**Task requirements**
Report how many lines of the listing below include the word "green". Give nothing but the number.

**Record set**
--- START ---

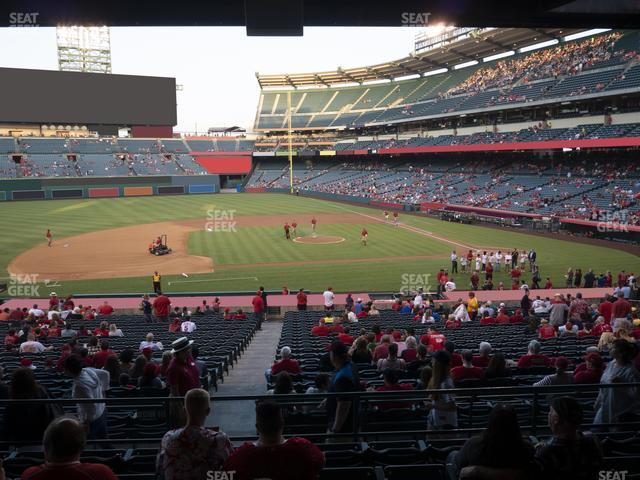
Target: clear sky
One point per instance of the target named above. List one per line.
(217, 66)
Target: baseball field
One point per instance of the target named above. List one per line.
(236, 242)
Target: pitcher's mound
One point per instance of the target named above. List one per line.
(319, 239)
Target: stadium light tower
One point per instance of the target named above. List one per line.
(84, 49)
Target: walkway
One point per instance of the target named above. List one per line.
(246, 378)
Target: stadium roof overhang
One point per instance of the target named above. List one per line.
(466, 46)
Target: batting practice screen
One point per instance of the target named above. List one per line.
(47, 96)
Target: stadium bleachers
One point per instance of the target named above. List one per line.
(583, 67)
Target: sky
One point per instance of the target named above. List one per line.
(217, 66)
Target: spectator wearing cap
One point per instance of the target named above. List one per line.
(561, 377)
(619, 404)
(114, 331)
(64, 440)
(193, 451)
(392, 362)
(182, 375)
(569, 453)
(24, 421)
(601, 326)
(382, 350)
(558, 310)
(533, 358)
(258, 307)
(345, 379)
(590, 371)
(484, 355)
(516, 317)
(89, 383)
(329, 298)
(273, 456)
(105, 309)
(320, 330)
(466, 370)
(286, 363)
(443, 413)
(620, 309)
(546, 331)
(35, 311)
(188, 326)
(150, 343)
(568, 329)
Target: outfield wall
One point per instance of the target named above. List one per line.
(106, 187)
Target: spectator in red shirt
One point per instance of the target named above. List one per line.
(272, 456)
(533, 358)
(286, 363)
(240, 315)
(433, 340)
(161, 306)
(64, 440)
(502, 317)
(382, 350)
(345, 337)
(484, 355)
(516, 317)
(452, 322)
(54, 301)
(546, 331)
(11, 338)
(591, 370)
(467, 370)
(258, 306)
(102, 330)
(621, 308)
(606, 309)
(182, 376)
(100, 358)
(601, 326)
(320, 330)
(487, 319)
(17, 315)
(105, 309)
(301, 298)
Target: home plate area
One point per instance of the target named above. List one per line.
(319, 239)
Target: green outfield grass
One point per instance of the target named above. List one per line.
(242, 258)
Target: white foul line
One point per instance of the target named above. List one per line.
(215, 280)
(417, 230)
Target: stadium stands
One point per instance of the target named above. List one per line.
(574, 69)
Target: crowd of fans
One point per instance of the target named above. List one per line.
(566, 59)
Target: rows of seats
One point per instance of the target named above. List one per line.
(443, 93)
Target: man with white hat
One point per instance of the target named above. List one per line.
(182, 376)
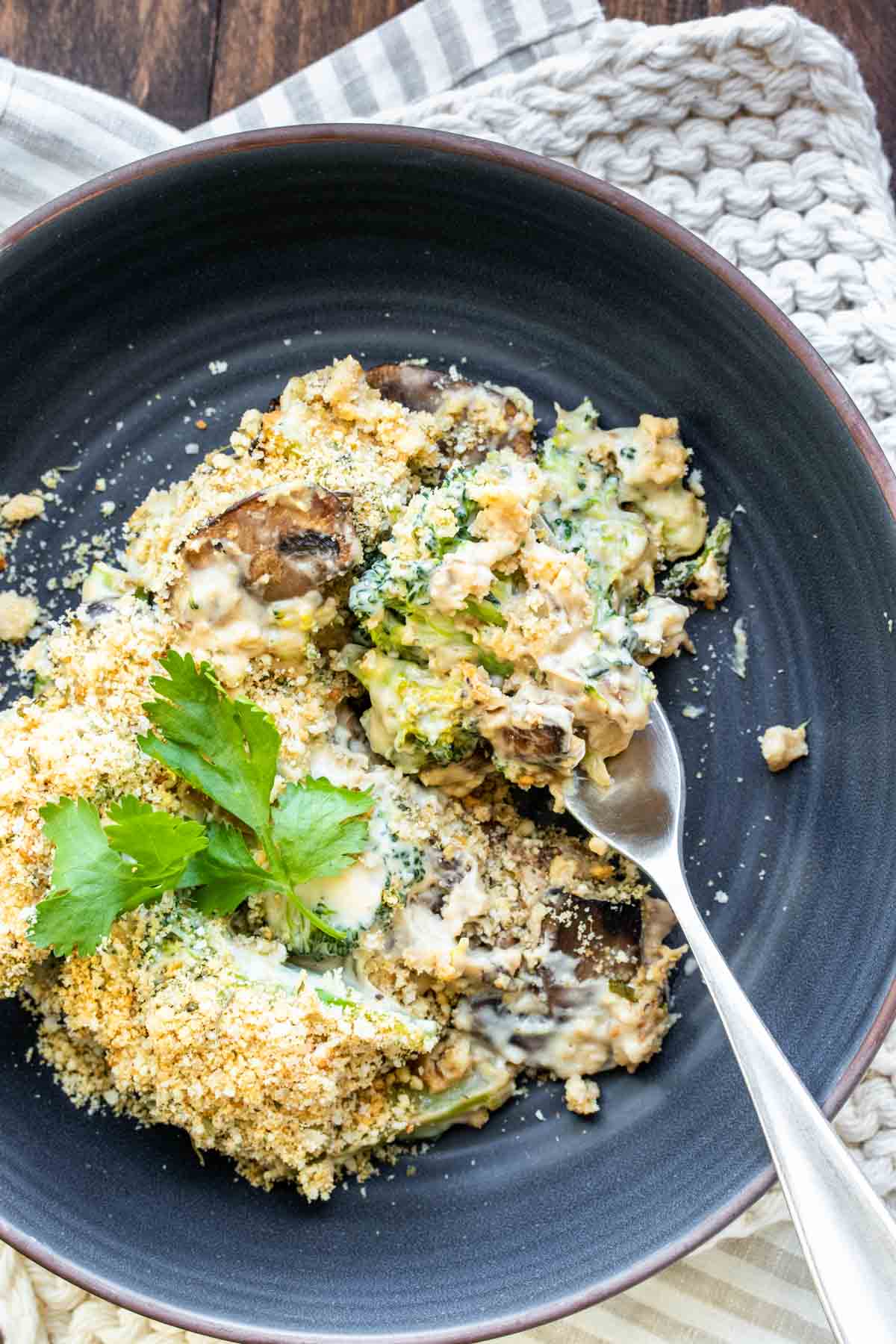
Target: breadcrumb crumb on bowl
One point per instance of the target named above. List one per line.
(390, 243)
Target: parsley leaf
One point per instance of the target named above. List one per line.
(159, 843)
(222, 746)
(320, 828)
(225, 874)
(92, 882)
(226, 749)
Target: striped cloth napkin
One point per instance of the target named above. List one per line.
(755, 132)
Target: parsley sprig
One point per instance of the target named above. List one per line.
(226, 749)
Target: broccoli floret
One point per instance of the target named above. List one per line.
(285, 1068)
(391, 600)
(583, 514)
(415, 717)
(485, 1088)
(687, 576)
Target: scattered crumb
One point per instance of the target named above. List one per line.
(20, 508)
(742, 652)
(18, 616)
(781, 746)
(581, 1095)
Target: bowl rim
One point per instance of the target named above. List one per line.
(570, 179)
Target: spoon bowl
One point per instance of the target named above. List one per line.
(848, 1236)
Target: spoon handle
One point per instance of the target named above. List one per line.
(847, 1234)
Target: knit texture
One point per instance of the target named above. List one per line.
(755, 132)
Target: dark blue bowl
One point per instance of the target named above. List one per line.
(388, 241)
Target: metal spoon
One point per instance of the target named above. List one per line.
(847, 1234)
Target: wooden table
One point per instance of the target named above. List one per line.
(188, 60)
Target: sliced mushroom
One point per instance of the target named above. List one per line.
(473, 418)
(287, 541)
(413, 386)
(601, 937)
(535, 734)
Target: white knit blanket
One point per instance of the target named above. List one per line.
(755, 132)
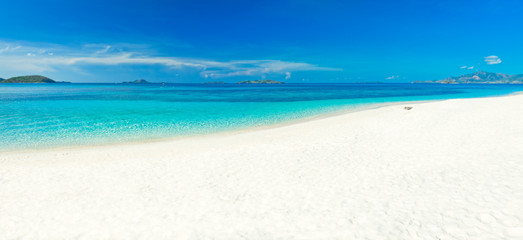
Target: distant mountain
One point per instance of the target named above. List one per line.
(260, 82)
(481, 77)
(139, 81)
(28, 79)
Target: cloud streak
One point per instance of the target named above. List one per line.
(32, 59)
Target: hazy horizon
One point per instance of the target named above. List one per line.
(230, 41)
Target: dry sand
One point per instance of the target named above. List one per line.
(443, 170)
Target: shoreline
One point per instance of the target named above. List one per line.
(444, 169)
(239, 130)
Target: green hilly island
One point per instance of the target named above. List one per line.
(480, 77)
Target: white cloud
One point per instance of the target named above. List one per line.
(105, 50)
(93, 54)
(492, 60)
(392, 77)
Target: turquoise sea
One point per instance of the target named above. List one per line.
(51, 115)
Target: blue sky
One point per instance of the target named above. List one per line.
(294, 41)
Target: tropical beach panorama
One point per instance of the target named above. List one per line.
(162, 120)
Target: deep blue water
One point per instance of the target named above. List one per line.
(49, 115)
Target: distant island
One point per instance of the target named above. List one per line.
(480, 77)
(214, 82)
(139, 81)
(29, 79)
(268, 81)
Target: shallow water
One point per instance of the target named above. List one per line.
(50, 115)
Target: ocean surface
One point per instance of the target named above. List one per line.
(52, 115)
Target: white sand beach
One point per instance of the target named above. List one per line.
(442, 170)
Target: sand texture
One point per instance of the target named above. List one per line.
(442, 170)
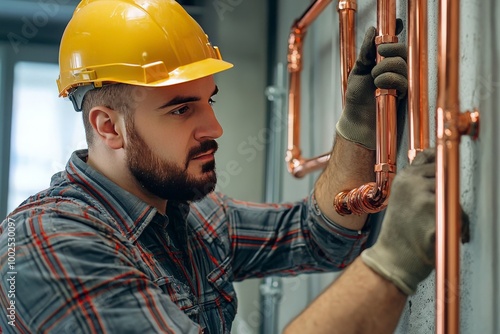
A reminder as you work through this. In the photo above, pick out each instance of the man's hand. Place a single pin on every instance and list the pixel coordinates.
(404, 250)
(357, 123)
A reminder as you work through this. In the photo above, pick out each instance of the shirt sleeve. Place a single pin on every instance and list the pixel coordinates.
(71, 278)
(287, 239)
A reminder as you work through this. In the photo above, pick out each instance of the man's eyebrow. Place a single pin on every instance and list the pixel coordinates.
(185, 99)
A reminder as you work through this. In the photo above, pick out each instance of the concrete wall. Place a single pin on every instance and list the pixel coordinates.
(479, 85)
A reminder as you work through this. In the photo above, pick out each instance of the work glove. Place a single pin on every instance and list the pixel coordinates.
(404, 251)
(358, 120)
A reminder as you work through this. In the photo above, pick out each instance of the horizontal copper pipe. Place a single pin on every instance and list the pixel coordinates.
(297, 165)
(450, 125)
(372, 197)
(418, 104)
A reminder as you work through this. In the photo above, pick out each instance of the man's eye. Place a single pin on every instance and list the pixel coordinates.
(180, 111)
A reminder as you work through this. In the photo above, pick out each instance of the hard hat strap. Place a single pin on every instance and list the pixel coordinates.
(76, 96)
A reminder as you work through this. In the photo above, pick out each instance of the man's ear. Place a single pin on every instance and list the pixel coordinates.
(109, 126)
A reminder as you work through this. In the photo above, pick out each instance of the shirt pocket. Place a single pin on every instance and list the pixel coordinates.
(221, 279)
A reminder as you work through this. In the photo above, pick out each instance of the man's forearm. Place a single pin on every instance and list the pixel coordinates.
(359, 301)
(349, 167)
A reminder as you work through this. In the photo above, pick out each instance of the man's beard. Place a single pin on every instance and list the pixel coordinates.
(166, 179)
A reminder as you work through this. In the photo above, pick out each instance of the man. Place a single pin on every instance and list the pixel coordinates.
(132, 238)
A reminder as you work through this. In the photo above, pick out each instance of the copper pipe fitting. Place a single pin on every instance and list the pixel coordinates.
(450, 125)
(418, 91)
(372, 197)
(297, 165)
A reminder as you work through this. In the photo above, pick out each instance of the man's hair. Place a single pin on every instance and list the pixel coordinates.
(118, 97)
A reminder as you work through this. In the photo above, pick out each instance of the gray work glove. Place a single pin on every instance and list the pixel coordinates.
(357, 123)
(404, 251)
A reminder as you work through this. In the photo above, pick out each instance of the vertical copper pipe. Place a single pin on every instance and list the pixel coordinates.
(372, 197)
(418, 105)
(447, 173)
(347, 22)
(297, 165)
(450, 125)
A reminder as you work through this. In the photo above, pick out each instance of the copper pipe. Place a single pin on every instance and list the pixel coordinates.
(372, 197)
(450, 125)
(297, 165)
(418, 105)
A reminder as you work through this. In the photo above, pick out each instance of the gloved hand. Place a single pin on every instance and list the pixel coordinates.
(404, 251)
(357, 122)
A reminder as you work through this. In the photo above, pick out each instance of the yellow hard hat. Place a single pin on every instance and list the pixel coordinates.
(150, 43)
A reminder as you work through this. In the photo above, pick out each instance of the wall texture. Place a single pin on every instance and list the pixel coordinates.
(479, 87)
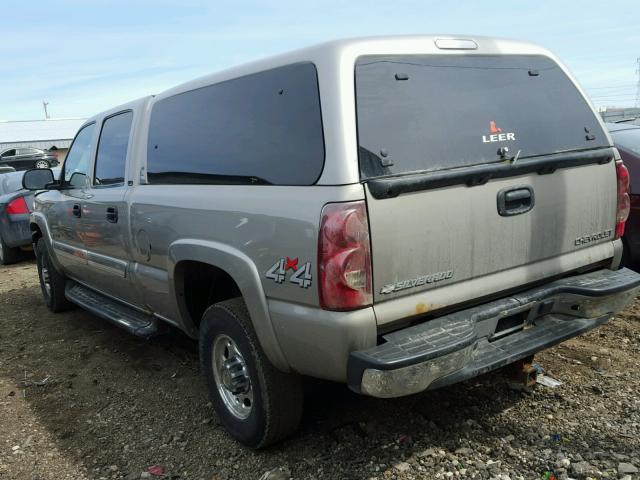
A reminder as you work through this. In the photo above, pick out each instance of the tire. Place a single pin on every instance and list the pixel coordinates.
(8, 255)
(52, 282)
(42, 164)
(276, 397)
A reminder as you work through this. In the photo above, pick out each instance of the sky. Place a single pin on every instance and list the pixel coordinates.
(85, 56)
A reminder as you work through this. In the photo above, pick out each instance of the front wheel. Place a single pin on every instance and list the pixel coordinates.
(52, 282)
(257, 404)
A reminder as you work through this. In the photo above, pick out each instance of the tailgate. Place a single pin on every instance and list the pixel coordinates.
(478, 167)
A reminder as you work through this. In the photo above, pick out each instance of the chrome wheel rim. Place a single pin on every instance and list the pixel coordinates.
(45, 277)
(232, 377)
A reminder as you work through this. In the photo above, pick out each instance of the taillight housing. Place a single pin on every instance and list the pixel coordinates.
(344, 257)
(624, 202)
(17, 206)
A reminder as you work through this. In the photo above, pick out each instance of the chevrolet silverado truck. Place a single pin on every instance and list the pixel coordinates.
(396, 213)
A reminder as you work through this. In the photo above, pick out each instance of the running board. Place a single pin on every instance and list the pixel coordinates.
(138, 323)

--- END ---

**Your solution**
2